| Consegna |
Individua nell'elenco tutte le righe che contengono la parola "water" e ricopiale una per una.

| Materiale fornito |
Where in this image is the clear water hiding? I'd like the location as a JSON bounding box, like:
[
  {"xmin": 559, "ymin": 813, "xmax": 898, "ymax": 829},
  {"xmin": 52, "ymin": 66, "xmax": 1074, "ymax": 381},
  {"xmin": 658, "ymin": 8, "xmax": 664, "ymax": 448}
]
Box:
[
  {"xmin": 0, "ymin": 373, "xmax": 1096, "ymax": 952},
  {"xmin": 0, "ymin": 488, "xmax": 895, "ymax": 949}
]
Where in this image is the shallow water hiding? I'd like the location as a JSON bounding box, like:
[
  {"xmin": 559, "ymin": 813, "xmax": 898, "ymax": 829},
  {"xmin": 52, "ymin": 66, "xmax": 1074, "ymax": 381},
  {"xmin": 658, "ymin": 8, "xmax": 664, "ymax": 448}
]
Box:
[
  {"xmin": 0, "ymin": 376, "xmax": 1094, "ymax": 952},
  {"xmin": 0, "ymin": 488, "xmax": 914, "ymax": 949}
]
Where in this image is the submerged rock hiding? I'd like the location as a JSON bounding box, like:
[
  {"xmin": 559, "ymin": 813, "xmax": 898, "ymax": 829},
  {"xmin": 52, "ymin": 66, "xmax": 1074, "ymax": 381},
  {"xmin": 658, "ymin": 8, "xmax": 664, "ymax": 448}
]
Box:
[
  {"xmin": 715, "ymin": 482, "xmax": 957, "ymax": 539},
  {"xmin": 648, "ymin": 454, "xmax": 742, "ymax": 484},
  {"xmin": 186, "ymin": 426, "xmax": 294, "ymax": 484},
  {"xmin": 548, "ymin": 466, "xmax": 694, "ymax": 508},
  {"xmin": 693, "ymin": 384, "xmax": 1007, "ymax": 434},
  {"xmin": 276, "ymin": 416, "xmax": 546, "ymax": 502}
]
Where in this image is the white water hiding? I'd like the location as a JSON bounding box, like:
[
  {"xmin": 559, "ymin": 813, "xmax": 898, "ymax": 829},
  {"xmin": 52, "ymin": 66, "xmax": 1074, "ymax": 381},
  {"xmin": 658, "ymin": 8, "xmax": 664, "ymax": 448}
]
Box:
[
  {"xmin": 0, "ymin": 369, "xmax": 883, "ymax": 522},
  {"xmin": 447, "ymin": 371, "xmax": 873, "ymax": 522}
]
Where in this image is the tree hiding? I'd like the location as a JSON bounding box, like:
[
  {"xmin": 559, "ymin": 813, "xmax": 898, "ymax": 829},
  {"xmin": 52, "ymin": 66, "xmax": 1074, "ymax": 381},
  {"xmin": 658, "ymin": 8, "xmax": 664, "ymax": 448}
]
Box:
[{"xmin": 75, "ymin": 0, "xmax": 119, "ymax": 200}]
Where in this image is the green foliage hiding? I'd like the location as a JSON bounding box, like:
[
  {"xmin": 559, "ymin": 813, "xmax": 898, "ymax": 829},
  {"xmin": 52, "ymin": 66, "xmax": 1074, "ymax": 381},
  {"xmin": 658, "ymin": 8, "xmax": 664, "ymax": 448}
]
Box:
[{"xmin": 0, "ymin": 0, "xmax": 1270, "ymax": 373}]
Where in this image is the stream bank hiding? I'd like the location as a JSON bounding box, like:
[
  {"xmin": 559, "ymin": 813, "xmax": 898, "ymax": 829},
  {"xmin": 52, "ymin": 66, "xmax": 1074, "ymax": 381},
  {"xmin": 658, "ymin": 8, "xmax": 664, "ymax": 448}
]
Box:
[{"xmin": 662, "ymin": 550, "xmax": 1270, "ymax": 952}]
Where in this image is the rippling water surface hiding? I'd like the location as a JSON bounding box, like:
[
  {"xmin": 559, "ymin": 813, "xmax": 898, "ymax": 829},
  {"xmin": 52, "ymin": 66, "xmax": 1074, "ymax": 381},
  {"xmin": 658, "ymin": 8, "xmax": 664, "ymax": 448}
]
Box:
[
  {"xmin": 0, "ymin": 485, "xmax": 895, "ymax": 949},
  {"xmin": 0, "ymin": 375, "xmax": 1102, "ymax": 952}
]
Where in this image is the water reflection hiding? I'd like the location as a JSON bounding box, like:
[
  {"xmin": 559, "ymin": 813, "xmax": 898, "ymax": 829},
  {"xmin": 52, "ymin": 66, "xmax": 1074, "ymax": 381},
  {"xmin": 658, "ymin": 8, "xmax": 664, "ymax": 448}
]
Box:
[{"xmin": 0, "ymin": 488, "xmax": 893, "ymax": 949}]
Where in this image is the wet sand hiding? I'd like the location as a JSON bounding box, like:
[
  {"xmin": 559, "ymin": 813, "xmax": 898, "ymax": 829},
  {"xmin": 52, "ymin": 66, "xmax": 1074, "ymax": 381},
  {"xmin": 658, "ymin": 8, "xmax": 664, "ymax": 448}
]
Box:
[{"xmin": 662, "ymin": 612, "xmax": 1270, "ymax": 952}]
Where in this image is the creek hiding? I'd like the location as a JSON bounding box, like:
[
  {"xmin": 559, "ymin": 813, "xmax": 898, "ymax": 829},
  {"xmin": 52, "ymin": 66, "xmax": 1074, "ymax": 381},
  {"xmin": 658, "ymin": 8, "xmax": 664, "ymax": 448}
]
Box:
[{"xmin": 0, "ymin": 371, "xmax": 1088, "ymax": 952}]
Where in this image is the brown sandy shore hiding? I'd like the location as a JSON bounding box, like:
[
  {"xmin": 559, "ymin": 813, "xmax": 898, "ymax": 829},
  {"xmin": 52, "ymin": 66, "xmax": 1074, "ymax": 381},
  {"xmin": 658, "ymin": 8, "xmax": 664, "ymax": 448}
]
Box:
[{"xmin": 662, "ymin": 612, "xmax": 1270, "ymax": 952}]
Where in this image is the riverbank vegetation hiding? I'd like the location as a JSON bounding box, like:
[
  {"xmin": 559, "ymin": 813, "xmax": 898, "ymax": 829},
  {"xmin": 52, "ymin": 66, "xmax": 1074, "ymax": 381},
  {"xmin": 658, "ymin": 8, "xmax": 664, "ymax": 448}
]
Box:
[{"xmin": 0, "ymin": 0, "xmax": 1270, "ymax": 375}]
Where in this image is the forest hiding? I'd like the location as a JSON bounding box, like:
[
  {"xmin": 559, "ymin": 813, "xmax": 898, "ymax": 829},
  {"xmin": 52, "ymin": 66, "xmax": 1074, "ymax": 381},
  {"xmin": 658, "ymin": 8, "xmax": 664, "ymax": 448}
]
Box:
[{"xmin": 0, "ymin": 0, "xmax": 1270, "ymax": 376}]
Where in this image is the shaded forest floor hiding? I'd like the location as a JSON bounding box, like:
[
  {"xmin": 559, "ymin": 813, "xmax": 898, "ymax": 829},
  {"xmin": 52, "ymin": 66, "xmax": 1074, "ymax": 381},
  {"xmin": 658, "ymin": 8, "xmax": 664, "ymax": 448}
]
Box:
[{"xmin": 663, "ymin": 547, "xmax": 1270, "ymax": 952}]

| Risposta |
Where in this image is the clear water hiding? I'd like the location as a JSON bounding box, like:
Where in this image is the shallow water hiding? I'd like the location as a JSON bounding box, like:
Where in this image is the white water hiding? I'd like the location as a JSON bounding box, like:
Where in this image is the rippling water surface hiding? I'd like the location as a JSON bounding box, like:
Where in this image is the water reflection hiding? I'd like the location as a JSON bounding box, like:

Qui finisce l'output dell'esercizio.